Written task:
Drop the pictures and extract exactly the lines from the one that contains "the black glove" through the end of the material.
━━ Source records
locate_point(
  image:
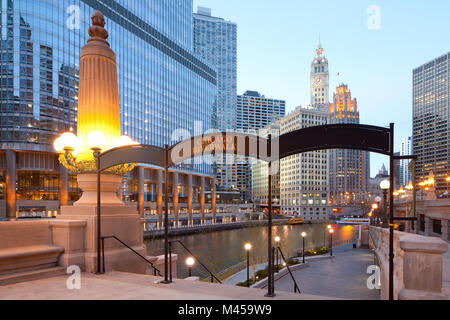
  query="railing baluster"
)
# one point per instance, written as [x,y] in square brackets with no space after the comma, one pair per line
[134,251]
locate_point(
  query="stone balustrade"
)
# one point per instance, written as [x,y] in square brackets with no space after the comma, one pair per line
[417,264]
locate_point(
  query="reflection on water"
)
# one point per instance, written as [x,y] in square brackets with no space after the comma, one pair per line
[222,249]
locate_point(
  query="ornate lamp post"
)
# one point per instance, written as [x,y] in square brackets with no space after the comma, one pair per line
[190,263]
[277,244]
[385,185]
[331,231]
[98,130]
[248,247]
[303,244]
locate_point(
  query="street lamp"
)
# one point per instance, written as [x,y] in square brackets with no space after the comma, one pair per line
[190,263]
[277,241]
[385,185]
[303,237]
[248,247]
[331,241]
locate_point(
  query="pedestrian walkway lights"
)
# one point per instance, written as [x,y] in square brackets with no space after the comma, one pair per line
[190,263]
[385,185]
[248,247]
[303,250]
[331,231]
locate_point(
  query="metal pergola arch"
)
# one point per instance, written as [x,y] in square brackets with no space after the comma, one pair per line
[337,136]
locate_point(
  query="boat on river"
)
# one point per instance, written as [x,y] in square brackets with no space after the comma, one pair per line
[295,221]
[353,221]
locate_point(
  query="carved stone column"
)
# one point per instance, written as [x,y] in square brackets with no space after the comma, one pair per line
[159,195]
[63,186]
[141,191]
[213,199]
[202,198]
[175,198]
[444,229]
[10,184]
[189,186]
[428,226]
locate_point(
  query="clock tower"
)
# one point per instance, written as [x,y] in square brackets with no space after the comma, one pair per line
[320,79]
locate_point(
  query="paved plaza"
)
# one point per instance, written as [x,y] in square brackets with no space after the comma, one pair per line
[342,277]
[127,286]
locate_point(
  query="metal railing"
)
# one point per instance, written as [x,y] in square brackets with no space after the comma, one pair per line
[213,277]
[296,287]
[155,270]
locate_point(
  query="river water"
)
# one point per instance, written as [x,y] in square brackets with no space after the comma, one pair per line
[220,250]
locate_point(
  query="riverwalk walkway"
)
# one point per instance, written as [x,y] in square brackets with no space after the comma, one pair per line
[127,286]
[343,277]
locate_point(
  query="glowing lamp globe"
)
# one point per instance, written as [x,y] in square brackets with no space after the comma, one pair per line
[124,141]
[96,140]
[66,140]
[58,145]
[385,185]
[190,261]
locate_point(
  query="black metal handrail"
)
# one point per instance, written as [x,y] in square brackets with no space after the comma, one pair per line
[155,270]
[196,259]
[296,287]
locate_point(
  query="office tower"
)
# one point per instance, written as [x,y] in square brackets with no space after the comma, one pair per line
[260,173]
[405,150]
[349,169]
[431,120]
[254,112]
[163,86]
[304,177]
[320,78]
[215,40]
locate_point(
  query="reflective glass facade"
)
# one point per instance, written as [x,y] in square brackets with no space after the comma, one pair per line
[431,121]
[215,40]
[163,86]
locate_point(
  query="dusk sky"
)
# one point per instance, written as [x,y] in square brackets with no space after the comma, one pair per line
[277,40]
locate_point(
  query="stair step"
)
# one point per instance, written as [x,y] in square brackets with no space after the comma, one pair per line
[12,278]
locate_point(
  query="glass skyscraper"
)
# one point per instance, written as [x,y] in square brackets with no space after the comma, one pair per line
[431,121]
[254,112]
[163,85]
[215,40]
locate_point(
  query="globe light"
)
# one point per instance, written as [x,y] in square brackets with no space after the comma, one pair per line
[96,140]
[66,140]
[190,261]
[58,145]
[124,141]
[385,185]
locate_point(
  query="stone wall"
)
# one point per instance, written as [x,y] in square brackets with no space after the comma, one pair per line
[417,264]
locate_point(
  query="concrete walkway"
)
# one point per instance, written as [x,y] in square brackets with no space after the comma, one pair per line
[127,286]
[446,272]
[342,277]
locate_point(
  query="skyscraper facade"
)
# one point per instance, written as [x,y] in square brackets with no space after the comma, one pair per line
[431,120]
[320,79]
[304,177]
[215,40]
[254,112]
[163,86]
[405,150]
[349,170]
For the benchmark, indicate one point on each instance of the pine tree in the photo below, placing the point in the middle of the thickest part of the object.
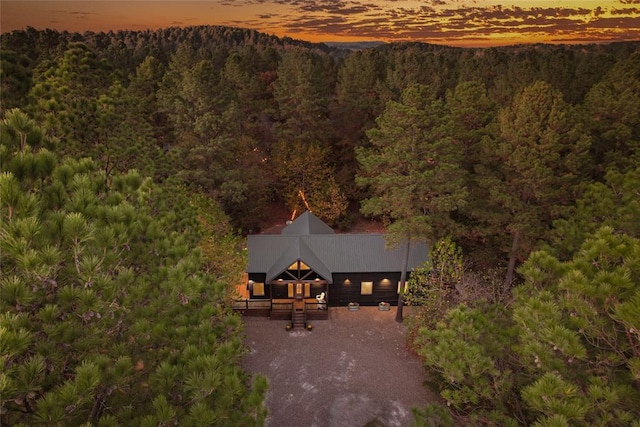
(108, 316)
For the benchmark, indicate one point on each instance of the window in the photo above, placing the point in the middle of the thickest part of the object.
(258, 289)
(406, 286)
(366, 288)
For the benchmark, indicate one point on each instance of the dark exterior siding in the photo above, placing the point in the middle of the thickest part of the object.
(341, 293)
(279, 290)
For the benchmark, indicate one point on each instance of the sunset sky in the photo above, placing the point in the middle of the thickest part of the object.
(449, 22)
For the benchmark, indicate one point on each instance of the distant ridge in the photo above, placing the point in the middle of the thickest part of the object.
(354, 45)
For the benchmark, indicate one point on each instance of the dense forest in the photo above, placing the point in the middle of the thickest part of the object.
(132, 164)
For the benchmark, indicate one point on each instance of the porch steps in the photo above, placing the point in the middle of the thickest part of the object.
(297, 319)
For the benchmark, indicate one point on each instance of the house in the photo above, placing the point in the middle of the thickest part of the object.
(309, 266)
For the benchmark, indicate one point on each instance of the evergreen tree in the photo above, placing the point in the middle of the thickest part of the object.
(413, 170)
(578, 324)
(538, 161)
(107, 315)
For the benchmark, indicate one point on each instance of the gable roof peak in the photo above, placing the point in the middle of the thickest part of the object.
(307, 224)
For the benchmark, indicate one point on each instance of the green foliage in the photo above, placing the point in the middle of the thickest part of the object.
(108, 316)
(434, 287)
(412, 169)
(465, 354)
(578, 331)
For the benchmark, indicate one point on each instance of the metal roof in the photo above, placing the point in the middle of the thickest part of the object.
(328, 253)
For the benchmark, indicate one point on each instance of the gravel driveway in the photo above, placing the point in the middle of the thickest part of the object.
(351, 370)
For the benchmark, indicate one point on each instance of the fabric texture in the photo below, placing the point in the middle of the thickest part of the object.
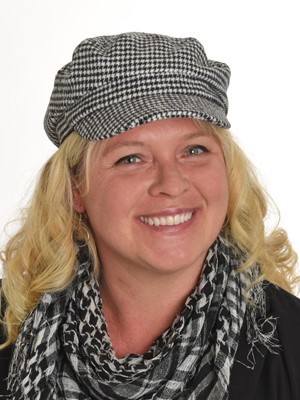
(64, 352)
(115, 83)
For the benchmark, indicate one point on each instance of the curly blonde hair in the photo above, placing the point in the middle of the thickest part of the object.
(41, 256)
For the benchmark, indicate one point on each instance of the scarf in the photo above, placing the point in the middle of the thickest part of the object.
(63, 350)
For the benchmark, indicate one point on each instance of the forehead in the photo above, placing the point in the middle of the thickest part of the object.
(168, 129)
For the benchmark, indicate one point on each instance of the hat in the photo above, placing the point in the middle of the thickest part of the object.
(115, 83)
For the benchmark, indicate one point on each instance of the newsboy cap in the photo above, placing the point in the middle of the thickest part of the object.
(115, 83)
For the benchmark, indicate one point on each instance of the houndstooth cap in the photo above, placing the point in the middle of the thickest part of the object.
(115, 83)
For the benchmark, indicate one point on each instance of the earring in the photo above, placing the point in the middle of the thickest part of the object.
(79, 232)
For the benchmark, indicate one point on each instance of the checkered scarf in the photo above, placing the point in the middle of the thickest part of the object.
(63, 350)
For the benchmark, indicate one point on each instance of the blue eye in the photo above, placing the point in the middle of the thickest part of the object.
(130, 159)
(195, 150)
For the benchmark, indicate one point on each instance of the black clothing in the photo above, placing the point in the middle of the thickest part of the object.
(274, 377)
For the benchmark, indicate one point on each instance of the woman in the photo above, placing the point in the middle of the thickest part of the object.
(142, 269)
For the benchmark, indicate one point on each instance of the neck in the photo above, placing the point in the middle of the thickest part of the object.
(139, 307)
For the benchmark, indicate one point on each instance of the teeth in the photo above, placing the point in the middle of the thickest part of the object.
(170, 220)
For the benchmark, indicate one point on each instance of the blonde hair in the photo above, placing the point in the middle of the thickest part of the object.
(41, 256)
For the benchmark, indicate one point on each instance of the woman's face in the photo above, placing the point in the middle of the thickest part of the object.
(158, 197)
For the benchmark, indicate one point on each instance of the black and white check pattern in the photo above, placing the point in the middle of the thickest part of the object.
(63, 351)
(115, 83)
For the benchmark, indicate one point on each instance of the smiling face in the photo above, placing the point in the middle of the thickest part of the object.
(157, 197)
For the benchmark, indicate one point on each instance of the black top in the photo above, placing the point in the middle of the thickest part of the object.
(274, 377)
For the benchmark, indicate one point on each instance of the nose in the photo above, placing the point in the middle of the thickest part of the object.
(168, 180)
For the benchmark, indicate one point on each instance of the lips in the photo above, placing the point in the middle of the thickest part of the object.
(168, 220)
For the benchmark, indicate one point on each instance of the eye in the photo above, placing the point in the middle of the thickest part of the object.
(130, 159)
(195, 150)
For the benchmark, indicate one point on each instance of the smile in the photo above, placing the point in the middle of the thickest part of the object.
(169, 220)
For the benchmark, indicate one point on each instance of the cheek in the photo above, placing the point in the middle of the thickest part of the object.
(215, 188)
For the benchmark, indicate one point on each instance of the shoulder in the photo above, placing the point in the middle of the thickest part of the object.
(5, 354)
(282, 304)
(275, 374)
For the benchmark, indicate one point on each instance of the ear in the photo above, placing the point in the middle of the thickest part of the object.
(78, 203)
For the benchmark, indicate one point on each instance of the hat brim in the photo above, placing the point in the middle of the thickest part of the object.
(120, 117)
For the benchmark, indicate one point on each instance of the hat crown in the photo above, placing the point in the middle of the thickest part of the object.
(145, 76)
(132, 54)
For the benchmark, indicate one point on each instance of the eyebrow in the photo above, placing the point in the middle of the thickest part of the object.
(129, 143)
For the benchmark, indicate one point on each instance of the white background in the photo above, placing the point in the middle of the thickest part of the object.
(259, 39)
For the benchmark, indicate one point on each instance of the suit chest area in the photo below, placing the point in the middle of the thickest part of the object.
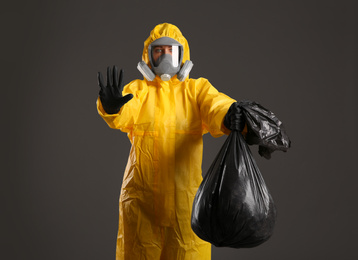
(174, 108)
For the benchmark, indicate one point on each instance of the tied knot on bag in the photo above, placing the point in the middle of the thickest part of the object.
(234, 119)
(235, 122)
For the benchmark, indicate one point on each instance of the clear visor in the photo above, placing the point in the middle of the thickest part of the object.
(159, 51)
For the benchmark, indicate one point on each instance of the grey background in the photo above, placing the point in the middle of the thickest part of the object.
(62, 166)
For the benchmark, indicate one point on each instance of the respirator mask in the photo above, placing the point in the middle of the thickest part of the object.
(165, 56)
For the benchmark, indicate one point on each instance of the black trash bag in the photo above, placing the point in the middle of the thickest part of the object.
(233, 207)
(264, 129)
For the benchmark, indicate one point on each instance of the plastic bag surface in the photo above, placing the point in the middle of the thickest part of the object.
(264, 129)
(233, 207)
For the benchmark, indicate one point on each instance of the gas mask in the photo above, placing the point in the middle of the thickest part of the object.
(165, 56)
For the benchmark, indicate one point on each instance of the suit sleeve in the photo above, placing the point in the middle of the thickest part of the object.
(213, 108)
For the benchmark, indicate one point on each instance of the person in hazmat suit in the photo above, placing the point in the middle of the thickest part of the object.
(165, 116)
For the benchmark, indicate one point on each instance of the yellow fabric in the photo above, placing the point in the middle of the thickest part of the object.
(165, 122)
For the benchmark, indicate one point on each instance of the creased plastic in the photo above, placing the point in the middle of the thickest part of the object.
(233, 207)
(264, 129)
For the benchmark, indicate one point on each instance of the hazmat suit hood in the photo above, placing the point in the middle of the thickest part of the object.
(166, 30)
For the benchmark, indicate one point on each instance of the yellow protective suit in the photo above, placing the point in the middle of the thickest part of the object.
(165, 121)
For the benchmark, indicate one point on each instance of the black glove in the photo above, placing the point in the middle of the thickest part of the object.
(234, 118)
(111, 95)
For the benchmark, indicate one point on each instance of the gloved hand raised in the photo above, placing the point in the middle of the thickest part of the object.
(111, 94)
(234, 118)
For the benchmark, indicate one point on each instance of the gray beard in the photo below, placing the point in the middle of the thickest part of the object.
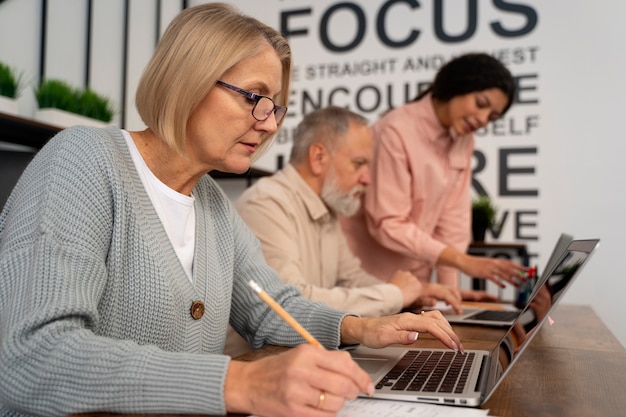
━━━━
The solution:
For the benchmark, indicate one point on each instance of the black glove in the photo above, placing the point in the middle of the thickest part of the object.
(234, 118)
(111, 95)
For the benchmark, indicate one point on each instance of the gloved hand raised in the photo above, placing the point in the middle of the thickest part of the object.
(111, 94)
(234, 118)
For the benchmark, indicate one point on each instance of the gray beard in the photo below, placing the point in the middle of the thickest part of the object.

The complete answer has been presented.